Named-object pointing rows -
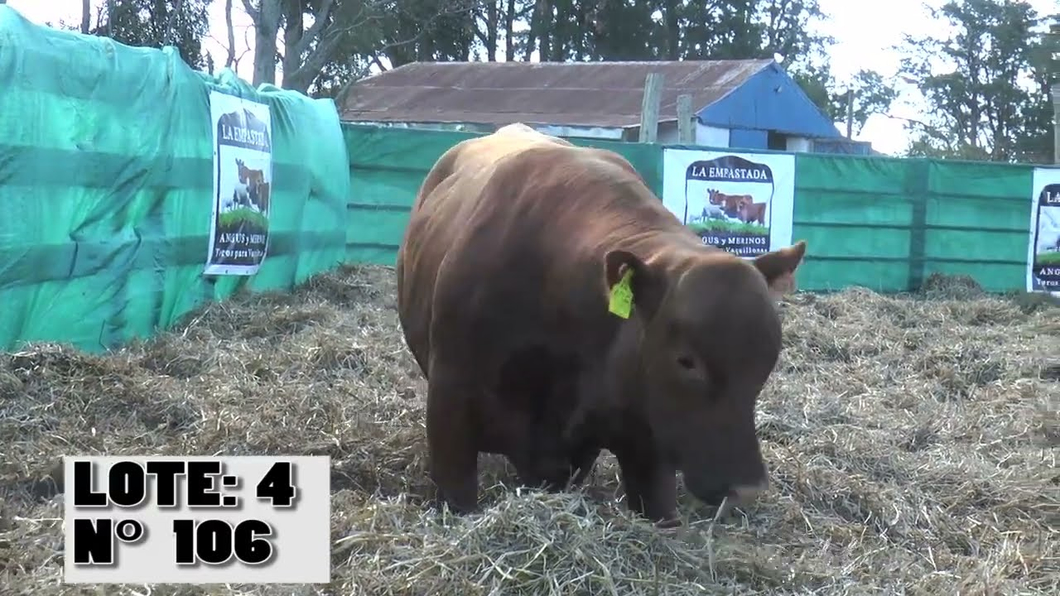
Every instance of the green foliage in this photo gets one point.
(986, 84)
(154, 23)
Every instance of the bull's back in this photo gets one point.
(451, 190)
(524, 269)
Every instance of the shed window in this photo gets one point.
(776, 141)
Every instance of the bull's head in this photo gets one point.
(711, 337)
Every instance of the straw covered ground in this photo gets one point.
(913, 443)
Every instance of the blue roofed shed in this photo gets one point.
(738, 104)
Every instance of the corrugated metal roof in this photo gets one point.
(605, 94)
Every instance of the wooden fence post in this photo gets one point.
(650, 108)
(686, 128)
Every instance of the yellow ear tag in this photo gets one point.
(621, 296)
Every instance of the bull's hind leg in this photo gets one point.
(452, 443)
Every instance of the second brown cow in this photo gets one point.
(506, 275)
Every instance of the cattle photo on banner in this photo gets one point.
(242, 178)
(741, 203)
(1043, 255)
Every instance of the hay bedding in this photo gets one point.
(913, 445)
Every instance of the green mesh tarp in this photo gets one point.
(106, 187)
(387, 167)
(887, 223)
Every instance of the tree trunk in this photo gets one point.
(293, 31)
(509, 33)
(230, 60)
(672, 30)
(491, 44)
(266, 25)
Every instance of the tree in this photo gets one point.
(154, 23)
(979, 83)
(341, 30)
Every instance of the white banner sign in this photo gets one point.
(242, 180)
(739, 202)
(1043, 253)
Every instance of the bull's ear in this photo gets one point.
(778, 266)
(643, 282)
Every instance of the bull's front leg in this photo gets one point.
(452, 443)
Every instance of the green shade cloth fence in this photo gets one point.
(106, 187)
(877, 222)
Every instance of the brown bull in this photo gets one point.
(728, 203)
(751, 211)
(514, 243)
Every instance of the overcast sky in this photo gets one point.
(864, 32)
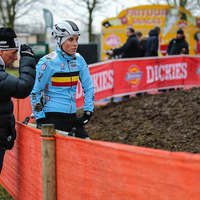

WORK INSTRUCTIONS - Collect every line in the rows above that contains the word "tree", and copy each one in full.

WORKED SOLUTION -
Every instance of the tree trunk in this photo gets one point.
Every instance of the tree in this photo gets one point.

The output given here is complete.